§ Dataset excerpts on object pointing
## begin

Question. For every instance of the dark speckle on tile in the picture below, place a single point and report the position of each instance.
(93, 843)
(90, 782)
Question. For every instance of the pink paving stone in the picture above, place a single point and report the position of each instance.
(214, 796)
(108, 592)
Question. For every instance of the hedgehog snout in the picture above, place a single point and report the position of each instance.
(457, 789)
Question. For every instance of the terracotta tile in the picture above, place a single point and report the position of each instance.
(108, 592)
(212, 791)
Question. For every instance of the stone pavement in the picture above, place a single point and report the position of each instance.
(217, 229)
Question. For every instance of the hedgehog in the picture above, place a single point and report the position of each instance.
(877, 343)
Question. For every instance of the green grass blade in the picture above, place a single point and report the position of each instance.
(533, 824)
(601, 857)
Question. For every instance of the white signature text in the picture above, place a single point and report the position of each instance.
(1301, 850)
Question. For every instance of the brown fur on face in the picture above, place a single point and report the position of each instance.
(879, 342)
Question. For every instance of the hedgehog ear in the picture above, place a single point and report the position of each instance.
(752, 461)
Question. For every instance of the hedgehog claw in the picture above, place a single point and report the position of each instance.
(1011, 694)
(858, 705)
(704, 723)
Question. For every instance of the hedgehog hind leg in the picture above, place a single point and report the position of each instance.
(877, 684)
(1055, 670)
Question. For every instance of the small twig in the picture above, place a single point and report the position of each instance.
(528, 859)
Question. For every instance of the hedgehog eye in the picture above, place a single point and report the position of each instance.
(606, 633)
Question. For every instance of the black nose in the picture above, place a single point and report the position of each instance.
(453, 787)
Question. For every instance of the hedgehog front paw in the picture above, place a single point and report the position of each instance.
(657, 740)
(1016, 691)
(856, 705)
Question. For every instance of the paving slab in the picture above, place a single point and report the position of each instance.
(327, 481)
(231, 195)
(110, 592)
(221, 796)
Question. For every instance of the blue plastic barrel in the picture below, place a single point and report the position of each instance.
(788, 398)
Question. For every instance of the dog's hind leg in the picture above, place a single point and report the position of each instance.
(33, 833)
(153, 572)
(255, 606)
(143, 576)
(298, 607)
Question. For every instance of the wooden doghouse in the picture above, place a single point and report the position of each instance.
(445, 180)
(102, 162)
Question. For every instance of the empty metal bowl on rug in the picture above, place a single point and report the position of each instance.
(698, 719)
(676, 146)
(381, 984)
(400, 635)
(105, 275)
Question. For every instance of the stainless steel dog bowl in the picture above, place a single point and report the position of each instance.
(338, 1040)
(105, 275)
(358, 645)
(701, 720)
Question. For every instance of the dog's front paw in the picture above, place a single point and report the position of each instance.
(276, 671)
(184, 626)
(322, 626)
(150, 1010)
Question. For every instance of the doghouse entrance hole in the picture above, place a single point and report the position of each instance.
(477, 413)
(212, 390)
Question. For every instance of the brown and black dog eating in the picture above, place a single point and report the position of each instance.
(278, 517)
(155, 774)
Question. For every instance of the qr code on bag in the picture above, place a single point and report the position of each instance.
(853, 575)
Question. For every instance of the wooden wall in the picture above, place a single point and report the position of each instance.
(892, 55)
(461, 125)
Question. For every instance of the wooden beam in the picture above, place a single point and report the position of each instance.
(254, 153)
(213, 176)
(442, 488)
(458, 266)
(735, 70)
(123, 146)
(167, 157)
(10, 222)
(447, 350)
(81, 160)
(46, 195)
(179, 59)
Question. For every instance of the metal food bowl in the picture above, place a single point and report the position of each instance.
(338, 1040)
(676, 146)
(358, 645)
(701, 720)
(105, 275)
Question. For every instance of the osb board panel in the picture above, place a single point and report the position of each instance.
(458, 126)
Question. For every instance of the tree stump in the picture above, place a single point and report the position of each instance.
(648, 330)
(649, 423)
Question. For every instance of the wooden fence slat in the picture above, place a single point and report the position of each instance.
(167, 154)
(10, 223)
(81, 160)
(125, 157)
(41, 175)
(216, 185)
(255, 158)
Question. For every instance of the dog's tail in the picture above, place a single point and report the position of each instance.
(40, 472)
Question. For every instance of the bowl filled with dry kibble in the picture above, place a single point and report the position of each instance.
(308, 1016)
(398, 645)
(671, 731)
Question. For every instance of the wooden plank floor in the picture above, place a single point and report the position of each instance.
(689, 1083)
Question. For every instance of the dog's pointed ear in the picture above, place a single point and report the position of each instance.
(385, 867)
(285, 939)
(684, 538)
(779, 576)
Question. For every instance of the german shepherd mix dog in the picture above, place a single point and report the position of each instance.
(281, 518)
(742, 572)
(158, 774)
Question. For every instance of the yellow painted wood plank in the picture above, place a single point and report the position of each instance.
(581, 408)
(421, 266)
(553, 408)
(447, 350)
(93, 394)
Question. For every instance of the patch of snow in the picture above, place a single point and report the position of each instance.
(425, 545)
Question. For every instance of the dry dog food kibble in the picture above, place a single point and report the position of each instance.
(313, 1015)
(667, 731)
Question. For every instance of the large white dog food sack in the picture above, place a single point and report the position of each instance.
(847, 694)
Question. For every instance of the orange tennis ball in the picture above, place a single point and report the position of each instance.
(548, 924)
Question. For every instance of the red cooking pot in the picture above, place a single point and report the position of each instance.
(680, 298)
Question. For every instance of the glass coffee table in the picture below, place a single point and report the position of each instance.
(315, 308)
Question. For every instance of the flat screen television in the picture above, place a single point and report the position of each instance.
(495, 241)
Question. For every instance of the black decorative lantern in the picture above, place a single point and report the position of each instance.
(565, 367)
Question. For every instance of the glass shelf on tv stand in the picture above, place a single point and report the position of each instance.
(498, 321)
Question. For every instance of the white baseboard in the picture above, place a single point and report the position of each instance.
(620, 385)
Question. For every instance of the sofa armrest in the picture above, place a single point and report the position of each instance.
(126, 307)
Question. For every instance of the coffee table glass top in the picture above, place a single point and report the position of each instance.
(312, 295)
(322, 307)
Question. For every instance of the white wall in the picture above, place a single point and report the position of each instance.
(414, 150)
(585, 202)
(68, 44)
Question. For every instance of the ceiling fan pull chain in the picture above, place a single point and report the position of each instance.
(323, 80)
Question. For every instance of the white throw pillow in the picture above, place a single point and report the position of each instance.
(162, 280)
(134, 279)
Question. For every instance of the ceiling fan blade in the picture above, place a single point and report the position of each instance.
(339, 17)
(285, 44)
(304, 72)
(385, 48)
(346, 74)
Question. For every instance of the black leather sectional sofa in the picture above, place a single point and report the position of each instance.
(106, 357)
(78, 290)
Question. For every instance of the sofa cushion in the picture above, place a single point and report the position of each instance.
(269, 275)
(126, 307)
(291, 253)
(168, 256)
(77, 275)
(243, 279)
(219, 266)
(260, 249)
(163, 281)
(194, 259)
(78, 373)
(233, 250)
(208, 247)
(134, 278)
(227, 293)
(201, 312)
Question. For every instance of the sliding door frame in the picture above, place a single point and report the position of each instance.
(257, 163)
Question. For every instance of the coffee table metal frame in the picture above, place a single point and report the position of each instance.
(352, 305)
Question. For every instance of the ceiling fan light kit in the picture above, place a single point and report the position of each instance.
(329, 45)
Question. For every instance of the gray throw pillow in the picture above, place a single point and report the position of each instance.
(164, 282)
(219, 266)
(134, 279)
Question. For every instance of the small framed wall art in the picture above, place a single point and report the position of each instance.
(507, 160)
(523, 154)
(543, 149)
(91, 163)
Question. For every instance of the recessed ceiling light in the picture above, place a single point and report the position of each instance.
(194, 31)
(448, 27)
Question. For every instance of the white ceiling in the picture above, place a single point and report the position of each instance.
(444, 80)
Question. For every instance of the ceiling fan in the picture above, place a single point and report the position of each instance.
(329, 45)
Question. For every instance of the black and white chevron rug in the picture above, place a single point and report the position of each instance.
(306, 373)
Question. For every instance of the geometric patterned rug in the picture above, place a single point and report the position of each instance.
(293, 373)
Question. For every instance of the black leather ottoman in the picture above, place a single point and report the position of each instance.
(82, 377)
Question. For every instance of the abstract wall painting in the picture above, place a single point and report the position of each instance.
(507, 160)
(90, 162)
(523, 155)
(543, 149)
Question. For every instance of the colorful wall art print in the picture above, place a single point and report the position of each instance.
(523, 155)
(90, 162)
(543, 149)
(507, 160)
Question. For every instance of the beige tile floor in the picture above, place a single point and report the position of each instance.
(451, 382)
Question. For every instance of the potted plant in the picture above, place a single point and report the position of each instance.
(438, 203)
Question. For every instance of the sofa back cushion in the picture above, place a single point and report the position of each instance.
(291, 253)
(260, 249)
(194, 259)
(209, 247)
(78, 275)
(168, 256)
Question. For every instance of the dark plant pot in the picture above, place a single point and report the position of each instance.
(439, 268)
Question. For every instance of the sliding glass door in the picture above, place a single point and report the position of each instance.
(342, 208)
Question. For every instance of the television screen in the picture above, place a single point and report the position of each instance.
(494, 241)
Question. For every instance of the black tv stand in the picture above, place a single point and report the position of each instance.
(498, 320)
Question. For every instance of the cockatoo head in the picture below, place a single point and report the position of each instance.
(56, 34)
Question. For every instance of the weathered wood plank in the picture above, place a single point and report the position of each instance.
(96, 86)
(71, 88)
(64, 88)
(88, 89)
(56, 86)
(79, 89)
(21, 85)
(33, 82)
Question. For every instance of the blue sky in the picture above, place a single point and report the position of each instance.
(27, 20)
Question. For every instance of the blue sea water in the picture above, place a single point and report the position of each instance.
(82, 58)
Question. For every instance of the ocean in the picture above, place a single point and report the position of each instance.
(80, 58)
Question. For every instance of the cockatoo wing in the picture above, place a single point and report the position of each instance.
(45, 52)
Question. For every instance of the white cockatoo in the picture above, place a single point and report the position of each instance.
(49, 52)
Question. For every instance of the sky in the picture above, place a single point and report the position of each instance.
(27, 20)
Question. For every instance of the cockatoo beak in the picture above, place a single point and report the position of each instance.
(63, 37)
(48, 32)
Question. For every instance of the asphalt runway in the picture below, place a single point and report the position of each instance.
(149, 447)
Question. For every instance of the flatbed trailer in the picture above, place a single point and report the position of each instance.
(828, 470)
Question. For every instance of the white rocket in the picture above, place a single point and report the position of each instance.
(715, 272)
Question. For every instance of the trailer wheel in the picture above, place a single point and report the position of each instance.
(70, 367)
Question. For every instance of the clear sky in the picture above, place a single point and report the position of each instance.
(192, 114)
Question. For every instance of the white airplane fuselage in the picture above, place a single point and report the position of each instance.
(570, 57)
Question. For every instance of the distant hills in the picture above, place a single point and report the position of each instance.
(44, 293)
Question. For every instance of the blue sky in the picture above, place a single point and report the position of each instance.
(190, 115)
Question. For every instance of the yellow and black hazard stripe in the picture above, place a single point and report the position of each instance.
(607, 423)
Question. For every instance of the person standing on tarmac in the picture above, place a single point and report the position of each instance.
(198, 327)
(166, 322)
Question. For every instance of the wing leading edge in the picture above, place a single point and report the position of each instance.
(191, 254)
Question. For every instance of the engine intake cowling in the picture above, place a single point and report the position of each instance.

## end

Copy out the stretch of the listing above from the line containing "Question. For every instance of the green" through the line containing "(1301, 850)", keeping the requests, and increase each coordinate in the answers by 8. Give only those lines.

Question. For every instance of the green grass blade in the picture above, place a single point and report the position of each instance.
(541, 832)
(609, 865)
Question. For every instance of the white signature text in the picture above, place a single point and report the position of each instance.
(1309, 858)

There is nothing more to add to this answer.